[Dataset entries]
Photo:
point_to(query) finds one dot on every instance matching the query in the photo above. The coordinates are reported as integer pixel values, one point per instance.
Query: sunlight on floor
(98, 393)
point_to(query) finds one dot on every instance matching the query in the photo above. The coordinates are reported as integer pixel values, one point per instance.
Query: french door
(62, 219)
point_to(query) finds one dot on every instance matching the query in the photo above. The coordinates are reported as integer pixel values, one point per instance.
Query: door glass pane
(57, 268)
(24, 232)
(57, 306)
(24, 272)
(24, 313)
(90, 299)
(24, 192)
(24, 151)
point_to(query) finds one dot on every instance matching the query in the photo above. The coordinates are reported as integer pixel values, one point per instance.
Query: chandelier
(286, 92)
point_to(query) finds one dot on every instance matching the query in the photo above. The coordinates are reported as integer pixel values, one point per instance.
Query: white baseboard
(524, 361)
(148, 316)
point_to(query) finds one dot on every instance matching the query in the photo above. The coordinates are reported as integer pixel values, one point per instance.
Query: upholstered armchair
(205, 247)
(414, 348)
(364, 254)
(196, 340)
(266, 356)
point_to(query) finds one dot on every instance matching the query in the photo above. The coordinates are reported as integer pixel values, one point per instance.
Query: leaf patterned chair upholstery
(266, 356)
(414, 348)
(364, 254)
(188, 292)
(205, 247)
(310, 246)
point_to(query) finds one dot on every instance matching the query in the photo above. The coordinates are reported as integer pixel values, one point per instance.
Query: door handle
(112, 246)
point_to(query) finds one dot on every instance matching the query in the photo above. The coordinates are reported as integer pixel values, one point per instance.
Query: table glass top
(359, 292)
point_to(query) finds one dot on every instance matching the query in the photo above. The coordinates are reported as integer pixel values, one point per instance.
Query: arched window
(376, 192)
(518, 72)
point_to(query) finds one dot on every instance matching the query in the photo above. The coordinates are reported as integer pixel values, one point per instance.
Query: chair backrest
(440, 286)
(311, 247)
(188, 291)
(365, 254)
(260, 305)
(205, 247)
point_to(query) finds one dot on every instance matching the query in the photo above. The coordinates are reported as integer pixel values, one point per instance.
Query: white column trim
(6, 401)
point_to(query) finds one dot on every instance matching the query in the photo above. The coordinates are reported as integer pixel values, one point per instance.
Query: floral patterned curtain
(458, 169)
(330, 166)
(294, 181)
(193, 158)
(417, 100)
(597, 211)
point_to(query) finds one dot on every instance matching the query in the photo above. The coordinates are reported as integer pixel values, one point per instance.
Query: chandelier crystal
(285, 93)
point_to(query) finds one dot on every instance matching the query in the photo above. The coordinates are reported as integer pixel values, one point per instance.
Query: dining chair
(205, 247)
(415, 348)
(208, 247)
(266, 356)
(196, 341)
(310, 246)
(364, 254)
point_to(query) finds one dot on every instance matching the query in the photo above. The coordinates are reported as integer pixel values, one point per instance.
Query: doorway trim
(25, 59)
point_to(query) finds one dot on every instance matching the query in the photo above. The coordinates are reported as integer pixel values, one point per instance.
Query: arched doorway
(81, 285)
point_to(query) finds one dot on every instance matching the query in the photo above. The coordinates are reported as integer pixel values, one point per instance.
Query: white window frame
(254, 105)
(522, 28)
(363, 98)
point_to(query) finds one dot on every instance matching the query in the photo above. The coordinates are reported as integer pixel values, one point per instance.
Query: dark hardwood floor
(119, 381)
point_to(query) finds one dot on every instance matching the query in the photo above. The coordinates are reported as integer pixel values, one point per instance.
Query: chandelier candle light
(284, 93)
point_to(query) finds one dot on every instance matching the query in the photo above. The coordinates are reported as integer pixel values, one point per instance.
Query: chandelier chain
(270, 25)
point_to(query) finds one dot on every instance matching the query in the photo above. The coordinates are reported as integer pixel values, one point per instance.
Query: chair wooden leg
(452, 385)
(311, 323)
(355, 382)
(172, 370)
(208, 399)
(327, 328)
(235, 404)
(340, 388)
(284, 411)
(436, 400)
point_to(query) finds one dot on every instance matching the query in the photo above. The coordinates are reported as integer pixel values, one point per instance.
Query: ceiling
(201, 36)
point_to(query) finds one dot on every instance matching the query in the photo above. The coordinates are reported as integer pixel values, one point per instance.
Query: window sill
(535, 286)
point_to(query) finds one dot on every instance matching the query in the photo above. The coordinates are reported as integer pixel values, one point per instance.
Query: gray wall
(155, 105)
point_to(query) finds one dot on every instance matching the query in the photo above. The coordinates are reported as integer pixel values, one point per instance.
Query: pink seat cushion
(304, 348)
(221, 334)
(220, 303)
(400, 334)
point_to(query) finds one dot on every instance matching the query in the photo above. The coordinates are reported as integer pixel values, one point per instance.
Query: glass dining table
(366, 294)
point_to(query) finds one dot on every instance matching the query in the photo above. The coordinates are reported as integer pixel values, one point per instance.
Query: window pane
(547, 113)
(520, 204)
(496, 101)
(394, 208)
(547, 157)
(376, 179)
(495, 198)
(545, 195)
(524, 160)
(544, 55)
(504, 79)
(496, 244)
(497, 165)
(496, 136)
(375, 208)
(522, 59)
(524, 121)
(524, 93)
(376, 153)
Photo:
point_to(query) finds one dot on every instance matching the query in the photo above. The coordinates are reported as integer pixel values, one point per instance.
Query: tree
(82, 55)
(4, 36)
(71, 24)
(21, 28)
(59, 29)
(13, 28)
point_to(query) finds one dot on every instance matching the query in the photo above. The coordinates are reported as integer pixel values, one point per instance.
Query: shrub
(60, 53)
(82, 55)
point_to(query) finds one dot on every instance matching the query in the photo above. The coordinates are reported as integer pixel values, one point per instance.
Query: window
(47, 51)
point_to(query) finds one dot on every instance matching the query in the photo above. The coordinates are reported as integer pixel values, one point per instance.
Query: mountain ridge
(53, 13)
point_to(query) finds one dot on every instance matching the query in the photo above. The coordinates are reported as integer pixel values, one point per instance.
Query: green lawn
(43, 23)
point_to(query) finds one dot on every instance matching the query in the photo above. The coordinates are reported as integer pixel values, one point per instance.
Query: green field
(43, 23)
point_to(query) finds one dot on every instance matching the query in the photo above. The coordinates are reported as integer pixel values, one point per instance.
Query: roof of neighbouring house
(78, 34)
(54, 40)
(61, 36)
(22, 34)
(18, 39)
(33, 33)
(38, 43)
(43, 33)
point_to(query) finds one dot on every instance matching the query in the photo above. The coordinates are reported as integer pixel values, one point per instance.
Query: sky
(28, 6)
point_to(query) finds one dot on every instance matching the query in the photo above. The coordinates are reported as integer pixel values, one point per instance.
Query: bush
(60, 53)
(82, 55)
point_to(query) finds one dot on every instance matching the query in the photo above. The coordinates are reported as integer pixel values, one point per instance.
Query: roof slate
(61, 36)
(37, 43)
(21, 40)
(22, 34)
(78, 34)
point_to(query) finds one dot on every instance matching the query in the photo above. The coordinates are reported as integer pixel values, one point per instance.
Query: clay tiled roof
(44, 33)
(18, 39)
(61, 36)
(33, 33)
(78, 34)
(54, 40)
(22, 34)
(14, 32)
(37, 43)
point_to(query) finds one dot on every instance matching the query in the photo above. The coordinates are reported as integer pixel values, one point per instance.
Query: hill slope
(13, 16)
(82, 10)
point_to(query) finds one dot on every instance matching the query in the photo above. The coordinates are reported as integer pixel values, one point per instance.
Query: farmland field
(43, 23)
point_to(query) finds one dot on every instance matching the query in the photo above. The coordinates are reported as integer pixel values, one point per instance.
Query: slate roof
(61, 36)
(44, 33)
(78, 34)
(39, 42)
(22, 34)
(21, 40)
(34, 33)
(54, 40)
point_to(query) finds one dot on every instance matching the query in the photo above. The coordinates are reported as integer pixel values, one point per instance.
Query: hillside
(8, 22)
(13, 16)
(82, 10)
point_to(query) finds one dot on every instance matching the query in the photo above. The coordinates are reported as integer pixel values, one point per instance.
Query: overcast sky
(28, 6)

- _To do_:
Your task is to copy exactly, and only, the lines from the line with "Query: clay tiled roof" through the last line of the entries, both included.

- _Answer below_:
Query: clay tiled roof
(44, 33)
(18, 39)
(61, 36)
(33, 33)
(78, 34)
(54, 40)
(22, 34)
(14, 32)
(37, 43)
point_to(query) finds one dot on every instance matching the query in the photo above. The coordinates are reported as integer pixel values, one point per instance.
Query: hill slope
(13, 16)
(82, 10)
point_to(query) finds one dot on every instance matching the query in the photo above. The coordinates are reported as integer pixel values, one point per instance.
Query: farmland field
(43, 23)
point_to(query) finds one dot on every instance matching the query in the photo above. The coordinates are reported as integer pixel values, one point per instance.
Query: slate roof
(61, 36)
(44, 33)
(78, 34)
(39, 42)
(22, 34)
(21, 40)
(34, 33)
(54, 40)
point_to(query) finds one dot on every instance matching the query in the photo above. The coordinates are reported as integer pixel values, one point per instance.
Query: hillside
(8, 22)
(13, 16)
(82, 10)
point_to(query) finds one dot on every instance matching the query in the photo above. The coordinates are reported as integer pixel values, one point per instance.
Query: overcast sky
(28, 6)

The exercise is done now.